**Task statement:** Please retype all of the data below word for word, leaving the pictures out.
:::
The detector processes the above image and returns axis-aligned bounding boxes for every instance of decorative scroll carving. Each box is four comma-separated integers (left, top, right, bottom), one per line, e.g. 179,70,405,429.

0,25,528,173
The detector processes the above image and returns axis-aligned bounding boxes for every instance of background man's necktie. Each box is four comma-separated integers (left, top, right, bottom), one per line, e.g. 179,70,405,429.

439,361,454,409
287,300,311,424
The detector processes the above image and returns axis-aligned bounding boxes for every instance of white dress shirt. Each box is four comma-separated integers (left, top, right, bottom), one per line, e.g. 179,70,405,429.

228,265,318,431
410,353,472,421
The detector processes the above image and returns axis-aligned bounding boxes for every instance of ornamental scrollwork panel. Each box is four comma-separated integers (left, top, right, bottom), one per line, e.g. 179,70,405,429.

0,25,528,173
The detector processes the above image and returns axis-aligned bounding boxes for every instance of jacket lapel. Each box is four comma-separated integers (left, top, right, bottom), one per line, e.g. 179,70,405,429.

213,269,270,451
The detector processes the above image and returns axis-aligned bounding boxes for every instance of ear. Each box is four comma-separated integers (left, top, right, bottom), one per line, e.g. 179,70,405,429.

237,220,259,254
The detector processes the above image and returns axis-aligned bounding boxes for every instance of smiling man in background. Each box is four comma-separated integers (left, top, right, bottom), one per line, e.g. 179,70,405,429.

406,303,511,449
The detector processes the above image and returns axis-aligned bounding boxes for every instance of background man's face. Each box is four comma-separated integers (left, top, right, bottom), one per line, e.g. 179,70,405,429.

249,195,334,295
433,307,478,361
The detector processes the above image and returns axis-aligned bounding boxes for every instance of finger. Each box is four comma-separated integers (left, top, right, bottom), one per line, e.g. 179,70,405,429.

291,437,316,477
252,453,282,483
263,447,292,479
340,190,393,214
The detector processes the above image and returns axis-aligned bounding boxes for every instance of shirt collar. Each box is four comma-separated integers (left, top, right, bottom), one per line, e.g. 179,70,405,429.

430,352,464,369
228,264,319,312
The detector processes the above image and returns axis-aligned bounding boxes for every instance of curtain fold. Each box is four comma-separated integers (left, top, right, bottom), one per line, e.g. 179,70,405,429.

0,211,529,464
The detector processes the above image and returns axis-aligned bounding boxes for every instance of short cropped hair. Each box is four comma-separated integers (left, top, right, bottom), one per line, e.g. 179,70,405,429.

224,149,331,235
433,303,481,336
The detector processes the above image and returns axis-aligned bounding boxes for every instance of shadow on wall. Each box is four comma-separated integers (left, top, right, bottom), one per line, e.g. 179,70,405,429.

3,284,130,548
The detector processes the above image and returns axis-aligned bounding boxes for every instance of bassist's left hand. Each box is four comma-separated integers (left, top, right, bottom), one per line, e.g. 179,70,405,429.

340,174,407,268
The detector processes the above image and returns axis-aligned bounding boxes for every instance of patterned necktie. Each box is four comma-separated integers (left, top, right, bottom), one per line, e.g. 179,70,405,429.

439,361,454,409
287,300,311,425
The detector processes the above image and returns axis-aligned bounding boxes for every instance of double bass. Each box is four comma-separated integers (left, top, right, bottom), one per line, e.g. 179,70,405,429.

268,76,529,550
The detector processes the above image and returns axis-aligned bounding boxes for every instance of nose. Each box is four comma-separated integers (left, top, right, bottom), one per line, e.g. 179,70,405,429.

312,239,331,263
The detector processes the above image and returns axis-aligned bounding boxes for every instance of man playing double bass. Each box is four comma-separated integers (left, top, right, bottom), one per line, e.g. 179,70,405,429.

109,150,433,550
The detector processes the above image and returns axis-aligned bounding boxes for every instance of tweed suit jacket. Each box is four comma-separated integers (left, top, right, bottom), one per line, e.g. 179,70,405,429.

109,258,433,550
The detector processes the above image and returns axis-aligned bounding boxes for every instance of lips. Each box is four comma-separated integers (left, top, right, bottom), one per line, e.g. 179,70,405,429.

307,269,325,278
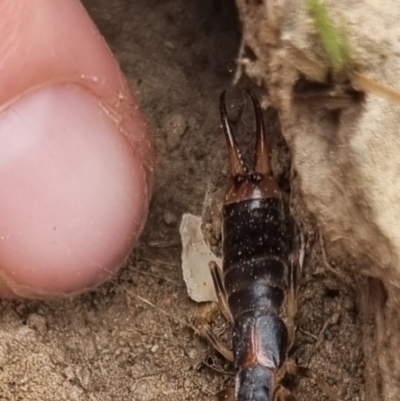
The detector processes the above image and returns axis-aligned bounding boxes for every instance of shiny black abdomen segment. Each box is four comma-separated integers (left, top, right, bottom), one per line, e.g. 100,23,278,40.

222,198,288,271
223,198,290,318
236,365,273,401
232,312,288,371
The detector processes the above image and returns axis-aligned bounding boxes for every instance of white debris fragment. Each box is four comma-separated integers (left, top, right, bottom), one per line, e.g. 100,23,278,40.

179,213,222,302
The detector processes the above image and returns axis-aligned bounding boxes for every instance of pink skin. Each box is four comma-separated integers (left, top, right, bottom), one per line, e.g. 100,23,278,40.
:::
**Answer:**
The detector processes the above image and returns axis-aligned bounding boxes for every instance of decorative scroll carving. Each box is four comma-separated integers (left, top, right, bottom), one per line, e.g. 179,70,405,429.

0,25,528,173
The detector processes the above image and returns axis-aligned bounding boxes for every instance of background man's necktie. Each box is four comma-separated integers (left, top, right, bottom), one per line, e.g. 179,70,405,429.

439,361,454,409
287,300,311,424
The detector processes the above image and returns axis-aligned bounding boxes for every instance of white dress shirt. Each box is four comma-separated integers (left, top, right, bottom), one per line, e.g. 179,70,405,429.

228,265,318,431
410,353,472,421
The detector processes the above image and returns axis-aligned bounding boxes for every instance of ornamental scrollwork panel. Each box is four comma-separated integers (left, top, right, bottom), one per line, e.g. 179,70,405,429.

0,25,528,173
The detector processes the above image and returns axis-aligned bounding boxes for every instance of jacket lapel. Each box is four comma-separated integers (left, top, right, bottom), one per line, e.g. 179,70,405,429.

213,269,270,451
The detector processes the above image and returns axis-aligned bounding boxes for every instance of ear. Each box is four comma-separated integers (left, top, right, bottom), one per line, e.g. 179,70,405,429.

237,220,259,254
The detector processes the above image and returns axis-aligned bounding boxes for every instance of smiling man in background. Each box is four comma-separated integers (left, top, right, bottom), one per line, e.g. 179,70,405,429.

406,303,511,449
The detector processes the above image and returns axis-aligned bounding boxes for every instance of background man's face. Each box is four comma-separated integers (left, top, right, bottom), one per line, e.g. 179,70,405,429.

249,195,334,295
433,307,478,361
The detector processes the above image and returns axis-aligned bounding boxes for every instance of finger. Each box is four comma-separated integers (left, top, right, bottom), one per line, e.g. 179,70,405,429.

291,437,316,477
252,453,282,483
263,447,292,479
340,190,393,214
The detector processes the above image and returns axis-aligned bounding boxes for every instance of shirt collar. Each box is four comma-separated integers (left, top, right, bottom), one per line, e.g. 179,70,405,429.

430,352,464,369
228,264,319,312
The detector processes the above image and returns axis-aligned bounding boxes for every instance of curtain fold. Each box is four comma-separated integers (left, top, right, bottom), one per line, e.g. 179,70,405,429.

0,211,529,464
The detector processes the above image and returns axis-aligned bounding boxes for every instance of short cropped hair. Each box is four comma-separated integers (left, top, right, bottom), one per line, e.g. 179,70,405,429.

224,149,331,235
433,303,481,336
The detector processes the above image and returns axis-aligned bounding boxes for every instance of shadow on wall. Each box is four comma-separated integers (left, top, right, bottom), one per line, e.g. 179,70,405,429.

3,284,130,548
The detector processes the above image and returns axis-aligned bounding boxes for every instance of bassist's left hand. Each box is four comma-separated integers (left, top, right, bottom), one per line, e.g. 179,70,405,429.

340,174,407,268
The detector processes the above image and returns axis-aligned bounding boxes for every instance of patterned necktie. Each box is four comma-separated integers (left, top, right, bottom), one per line, e.g. 179,70,405,429.

439,361,454,409
287,300,311,425
The detector processes the above image and returns axis-aligned bounding boxes for every instance of double bass. Each box is four comma-separated integers (left, top, right, bottom), one per line, e.g. 179,70,405,429.

268,76,529,550
The detector processes the above image and returns axis-aligned bounding boxes for every instance of nose. Each box is four comma-separated integers (left, top, right, bottom), one per line, e.g. 179,70,405,429.

312,239,331,263
The detector processes the above image and returns axis-aligned bounding boxes for every instance of man playing double bass. Each box is four comma-separated integers (left, top, right, bottom), one per line, e.g. 179,70,405,429.

109,150,433,550
The detector processes the above image and returns axis-aligned bounding boxes for every instance of tweed suit jacket. Each box is four comma-separated integers (left, top, right, bottom), one per line, e.g. 179,70,405,429.

109,258,433,550
The detector processes the above image and returns axis-aligned bounding boxes for every instance of lips. Each box is four comma-separated integers (left, top, right, bottom), one per line, e.g. 179,70,405,429.

307,269,325,278
The detector processes the above image and returns axis-aligned bounding boxes for every instance of shiny black abdomen segment. Each box is four comma-separated integers (left, top, right, bottom), one per line, e.g. 100,23,278,40.

222,198,288,271
223,198,290,318
236,365,273,401
232,312,288,371
The detector processes the above image and returns axis-aligned bounding boxes for every instance of white debris fragment. Each box is four comma-separated integers (left, top, right, bottom), one per line, e.g. 100,23,278,40.

179,213,222,302
The detector processes the above image and returns axis-aligned bounding boxes for every instance of pink skin. Each box is four comma-separated integers (left, top, right, bottom), one per line, e.g. 100,23,278,40.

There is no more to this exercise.